Selected excerpt:
# # # # # # #

Brigid Brophy

Brigid Brophy
Born Brigid Antonia Brophy
(1929-06-12)June 12, 1929
Died August 7, 1995(1995-08-07) (aged 66)
Nationality British
Genre novel
Spouse Michael Levey

Brigid Antonia Brophy, Lady Levey (12 June 1929 – 7 August 1995) was a British novelist, critic and campaigner for social reforms, including the rights of authors and animal rights. Among her novels was Hackenfeller's Ape (1953); among her critical studies were Mozart the Dramatist (1964, revised 1990) and Prancing Novelist: A Defence of Fiction ... In Praise Of Ronald Firbank (1973). In the Dictionary of Literary Biography: British Novelists since 1960, S. J. Newman described her as "one of the oddest, most brilliant, and most enduring of [the] 1960s symptoms."

She was a feminist and pacifist who expressed controversial opinions on marriage, the Vietnam War, religious education in schools, sex, and pornography.[1] She was a campaigner for animal rights and vegetarianism. A 1965 Sunday Times article by Brophy is credited by psychologist Richard D. Ryder with having triggered the formation of the animal rights movement in England.[2]

Brophy married art historian Michael Levey in 1954. She was diagnosed with multiple sclerosis in 1983.[1]


Brigid Antonia Brophy was born on 12 June 1929, in Ealing in west London. She was the only child of the novelist John Brophy and Charis Brophy (née Grundy), who was a teacher. Even as a child she began writing plays. During World War II she attended The Abbey School, Reading, between May 1941 and July 1943, and other schools. She then attended St Paul's Girls' School in London. In 1947 she went on a scholarship to Oxford University (St Hugh's College), but left in 1948 without a degree.[3]

In 1953, when she was 25, her book of short stories, The Crown Princess, was published; it was followed in the same year by her much better received novel, Hackenfeller's Ape.

# # # # # # #

[Spatial localization data]

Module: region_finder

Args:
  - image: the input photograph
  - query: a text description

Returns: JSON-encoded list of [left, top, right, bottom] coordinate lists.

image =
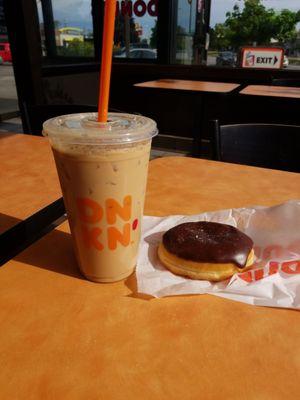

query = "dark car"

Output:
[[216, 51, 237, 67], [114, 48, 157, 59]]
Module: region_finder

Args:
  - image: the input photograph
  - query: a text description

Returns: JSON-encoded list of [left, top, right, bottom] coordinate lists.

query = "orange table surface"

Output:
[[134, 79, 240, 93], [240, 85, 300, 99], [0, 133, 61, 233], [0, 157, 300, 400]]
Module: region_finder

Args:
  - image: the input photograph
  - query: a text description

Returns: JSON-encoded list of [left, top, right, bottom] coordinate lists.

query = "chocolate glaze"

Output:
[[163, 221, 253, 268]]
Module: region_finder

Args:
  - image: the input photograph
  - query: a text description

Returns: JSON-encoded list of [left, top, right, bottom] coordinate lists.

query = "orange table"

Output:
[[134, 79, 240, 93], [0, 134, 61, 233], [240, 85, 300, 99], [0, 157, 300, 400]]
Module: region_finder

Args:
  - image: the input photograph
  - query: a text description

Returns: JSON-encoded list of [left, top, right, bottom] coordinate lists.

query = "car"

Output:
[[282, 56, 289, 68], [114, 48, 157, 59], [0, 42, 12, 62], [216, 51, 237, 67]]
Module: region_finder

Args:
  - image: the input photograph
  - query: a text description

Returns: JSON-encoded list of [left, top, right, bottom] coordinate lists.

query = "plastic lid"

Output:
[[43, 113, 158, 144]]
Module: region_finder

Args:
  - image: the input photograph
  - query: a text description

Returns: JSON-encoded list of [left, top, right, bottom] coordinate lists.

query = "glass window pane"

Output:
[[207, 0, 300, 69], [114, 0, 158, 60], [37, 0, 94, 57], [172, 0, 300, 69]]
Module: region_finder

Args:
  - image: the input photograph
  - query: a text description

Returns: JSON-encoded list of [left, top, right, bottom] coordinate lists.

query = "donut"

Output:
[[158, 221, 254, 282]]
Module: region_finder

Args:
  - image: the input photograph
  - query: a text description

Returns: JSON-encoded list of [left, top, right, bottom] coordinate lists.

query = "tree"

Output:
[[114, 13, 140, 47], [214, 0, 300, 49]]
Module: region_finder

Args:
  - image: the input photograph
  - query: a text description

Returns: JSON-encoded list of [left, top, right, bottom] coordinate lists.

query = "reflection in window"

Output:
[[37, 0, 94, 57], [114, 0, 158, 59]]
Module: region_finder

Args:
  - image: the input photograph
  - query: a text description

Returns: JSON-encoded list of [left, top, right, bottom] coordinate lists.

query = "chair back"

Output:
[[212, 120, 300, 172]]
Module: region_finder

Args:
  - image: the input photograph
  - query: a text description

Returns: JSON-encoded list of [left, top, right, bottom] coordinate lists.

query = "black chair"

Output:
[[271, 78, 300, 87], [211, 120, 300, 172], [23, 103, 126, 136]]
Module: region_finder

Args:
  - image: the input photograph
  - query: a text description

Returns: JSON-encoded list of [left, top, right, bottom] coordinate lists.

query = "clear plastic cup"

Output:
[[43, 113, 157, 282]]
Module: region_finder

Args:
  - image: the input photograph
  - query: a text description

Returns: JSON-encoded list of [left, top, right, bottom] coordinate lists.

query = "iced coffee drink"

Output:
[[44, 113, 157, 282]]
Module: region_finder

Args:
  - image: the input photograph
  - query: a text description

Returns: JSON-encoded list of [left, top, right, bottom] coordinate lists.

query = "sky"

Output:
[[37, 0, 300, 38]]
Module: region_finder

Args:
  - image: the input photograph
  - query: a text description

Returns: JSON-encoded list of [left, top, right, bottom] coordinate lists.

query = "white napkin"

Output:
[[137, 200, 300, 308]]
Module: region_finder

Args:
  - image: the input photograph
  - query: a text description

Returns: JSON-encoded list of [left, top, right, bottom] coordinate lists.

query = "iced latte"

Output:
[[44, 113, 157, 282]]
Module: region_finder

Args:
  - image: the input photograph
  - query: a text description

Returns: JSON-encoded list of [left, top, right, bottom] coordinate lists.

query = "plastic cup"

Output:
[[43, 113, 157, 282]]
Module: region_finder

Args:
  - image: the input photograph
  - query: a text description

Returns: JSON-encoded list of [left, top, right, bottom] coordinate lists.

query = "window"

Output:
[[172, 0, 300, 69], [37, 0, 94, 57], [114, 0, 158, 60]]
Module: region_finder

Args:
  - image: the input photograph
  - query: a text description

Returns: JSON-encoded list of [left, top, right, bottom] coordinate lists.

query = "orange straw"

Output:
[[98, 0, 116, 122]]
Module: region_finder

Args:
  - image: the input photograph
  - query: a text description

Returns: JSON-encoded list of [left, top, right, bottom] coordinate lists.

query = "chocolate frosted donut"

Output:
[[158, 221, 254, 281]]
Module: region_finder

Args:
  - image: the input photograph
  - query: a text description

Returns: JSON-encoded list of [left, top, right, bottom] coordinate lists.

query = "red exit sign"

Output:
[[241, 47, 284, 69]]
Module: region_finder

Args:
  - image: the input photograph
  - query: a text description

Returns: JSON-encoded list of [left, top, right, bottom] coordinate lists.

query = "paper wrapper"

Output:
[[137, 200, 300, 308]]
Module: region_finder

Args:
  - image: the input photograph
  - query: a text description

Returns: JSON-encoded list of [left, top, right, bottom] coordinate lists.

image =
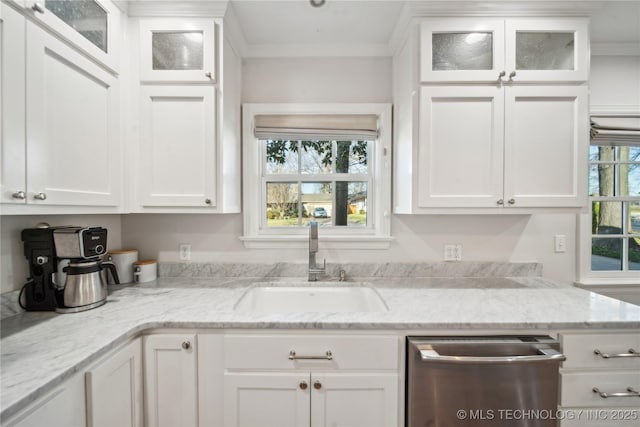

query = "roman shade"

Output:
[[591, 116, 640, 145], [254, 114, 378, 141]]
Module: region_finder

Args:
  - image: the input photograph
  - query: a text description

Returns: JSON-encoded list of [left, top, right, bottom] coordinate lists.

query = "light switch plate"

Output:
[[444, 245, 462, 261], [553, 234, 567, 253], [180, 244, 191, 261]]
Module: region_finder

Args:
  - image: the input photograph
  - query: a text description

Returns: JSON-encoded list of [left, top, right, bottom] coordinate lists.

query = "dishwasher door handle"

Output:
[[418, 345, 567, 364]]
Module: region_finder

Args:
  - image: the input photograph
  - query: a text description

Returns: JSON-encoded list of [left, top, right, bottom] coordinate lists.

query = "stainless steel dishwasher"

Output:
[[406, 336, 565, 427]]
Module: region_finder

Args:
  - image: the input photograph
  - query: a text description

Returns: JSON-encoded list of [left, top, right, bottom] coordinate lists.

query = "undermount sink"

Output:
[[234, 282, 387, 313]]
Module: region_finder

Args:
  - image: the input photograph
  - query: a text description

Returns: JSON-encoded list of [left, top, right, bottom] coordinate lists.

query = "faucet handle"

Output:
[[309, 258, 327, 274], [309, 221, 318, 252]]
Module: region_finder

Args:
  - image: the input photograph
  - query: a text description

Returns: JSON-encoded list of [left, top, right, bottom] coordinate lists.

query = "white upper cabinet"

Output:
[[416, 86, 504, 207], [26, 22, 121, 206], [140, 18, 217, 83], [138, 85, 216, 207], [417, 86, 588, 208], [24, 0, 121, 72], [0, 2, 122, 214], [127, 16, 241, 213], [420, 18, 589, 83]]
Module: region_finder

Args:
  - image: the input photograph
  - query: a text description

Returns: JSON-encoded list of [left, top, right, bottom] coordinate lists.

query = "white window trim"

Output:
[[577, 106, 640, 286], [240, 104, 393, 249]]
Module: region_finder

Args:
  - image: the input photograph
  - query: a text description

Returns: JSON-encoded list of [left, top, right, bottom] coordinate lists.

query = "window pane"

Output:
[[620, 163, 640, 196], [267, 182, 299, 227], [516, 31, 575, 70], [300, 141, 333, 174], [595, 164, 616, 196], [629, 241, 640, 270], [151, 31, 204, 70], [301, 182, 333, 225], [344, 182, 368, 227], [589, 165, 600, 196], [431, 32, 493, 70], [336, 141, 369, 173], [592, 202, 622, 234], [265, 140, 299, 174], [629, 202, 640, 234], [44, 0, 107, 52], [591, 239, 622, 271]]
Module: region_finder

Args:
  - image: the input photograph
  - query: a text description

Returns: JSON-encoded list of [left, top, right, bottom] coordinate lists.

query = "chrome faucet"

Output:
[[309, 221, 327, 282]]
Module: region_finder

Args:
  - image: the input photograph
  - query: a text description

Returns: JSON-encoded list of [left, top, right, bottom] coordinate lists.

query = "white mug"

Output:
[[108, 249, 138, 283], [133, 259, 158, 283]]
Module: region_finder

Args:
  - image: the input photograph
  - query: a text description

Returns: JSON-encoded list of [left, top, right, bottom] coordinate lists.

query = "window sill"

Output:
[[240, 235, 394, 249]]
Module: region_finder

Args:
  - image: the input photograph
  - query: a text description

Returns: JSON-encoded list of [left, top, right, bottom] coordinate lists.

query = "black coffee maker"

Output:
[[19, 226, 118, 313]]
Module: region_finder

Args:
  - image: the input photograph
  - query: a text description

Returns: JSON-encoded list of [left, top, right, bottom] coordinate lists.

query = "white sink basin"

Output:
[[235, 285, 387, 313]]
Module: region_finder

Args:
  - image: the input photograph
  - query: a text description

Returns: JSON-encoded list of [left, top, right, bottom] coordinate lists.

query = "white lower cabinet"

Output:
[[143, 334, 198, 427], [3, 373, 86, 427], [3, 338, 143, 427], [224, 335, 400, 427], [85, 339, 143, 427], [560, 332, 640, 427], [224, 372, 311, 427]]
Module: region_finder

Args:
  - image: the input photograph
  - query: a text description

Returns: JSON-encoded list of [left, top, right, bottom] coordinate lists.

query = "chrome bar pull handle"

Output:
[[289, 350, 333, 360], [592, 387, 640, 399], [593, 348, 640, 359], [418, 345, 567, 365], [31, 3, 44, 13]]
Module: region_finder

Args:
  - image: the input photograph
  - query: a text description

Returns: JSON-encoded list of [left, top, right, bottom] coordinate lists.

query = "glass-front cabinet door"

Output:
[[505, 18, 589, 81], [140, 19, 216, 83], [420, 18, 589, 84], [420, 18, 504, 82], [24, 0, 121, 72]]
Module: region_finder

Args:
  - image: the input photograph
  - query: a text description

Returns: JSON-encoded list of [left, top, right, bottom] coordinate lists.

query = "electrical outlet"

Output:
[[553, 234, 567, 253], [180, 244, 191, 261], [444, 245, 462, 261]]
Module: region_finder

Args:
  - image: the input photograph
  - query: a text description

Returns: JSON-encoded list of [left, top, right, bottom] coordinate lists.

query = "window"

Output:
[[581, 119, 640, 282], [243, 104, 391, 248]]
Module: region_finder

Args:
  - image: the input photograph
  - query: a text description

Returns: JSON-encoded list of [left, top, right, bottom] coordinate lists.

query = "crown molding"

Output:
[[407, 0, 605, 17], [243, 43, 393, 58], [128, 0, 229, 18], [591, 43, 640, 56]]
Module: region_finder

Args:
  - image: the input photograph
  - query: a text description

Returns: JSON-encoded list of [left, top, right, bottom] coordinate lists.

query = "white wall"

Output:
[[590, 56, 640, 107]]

# # # # # # #

Questions to answer:
A) Answer these questions from the Brigid Brophy biography, one answer per line, marked (i), (ii), (iii):
(i) Whom did Brophy marry, and in what year?
(ii) In what part of London was she born?
(iii) What was the title of her book of short stories published in 1953?
B) Copy the passage from the Brigid Brophy biography word for word, starting at "Brigid Antonia Brophy was" and ending at "novel, Hackenfeller's Ape.".
C) Write what comes next in the biography of Brigid Brophy, picking up after its final sentence.
None of these lines is needed for the work here.

Responses in order:
A)
(i) Michael Levey, in 1954
(ii) Ealing, in west London
(iii) The Crown Princess

B)
Brigid Antonia Brophy was born on 12 June 1929, in Ealing in west London. She was the only child of the novelist John Brophy and Charis Brophy (née Grundy), who was a teacher. Even as a child she began writing plays. During World War II she attended The Abbey School, Reading, between May 1941 and July 1943, and other schools. She then attended St Paul's Girls' School in London. In 1947 she went on a scholarship to Oxford University (St Hugh's College), but left in 1948 without a degree.[3]

In 1953, when she was 25, her book of short stories, The Crown Princess, was published; it was followed in the same year by her much better received novel, Hackenfeller's Ape.

C)
In 1954 she married art historian Michael Levey (afterwards director of the British National Gallery, 1973–87, and knighted in 1981). The couple had one daughter. In the following years she brought out a series of novels, including Flesh (1962), The Finishing Touch (1963, described as a "lesbian fantasia"), The Snow Ball (1964) and Palace Without Chairs (1978, in which a child of royal descent survives political tumult).

Brophy also wrote several non-fiction books and essays, including Black Ship to Hell (1962; an appreciation of Shavian and Freudian ideas), Mozart the Dramatist (1964) and (with her husband and Charles Osborne) Fifty Works of English Literature We Could Do Without (1967). Her detailed study of Ronald Firbank, Prancing Novelist A Defence of Fiction in the Form of a Critical Biography in Praise of Ronald Firbank, appeared in 1973.

She was a campaigner for several reforms. With Maureen Duffy she fought between 1972 and 1982 for authors' Public Lending Right. She was one of the signers of the Humanist Manifesto.[4] She became president of the National Anti-Vivisection Society. In her book Baroque 'n' Roll (1987) she wrote about her struggle with multiple sclerosis (of which she knew the first symptoms in 1981), her bisexuality and the causes that she supported.

From 1987 her husband looked after her during her illness. She died on 7 August 1995, at Louth in Lincolnshire.





A collection of Brophy's manuscripts is housed in Lilly Library at Indiana University at Bloomington.


  1. 1 2 Martin Pope (29 December 2008). "Sir Michael Levey". The Telegraph. London. Brigid Brophy was an outspoken campaigner on issues as diverse as humanism, animal rights, feminism, pornography, homosexual rights, the Vietnam War and religious education in schools (she disapproved of only the last two).
  2. Richard Ryder (2000). Animal Revolution: Changing Attitudes Towards Speciesism. Berg. p. 5. ISBN 1-85973-330-1. The moral basis for animal liberation has been given much attention by modern philosophers since the publication of the well-known novelist Brigid Brophy's major article entitled 'The Rights of Animals' in the Sunday Times in 1965.
  3. Sarah Lyall (9 August 1995). "Brigid Brophy Is Dead at 66; Novelist, Critic and Crusader". The New York Times.
  4. "Humanist Manifesto II". American Humanist Association. Retrieved 2 October 2012.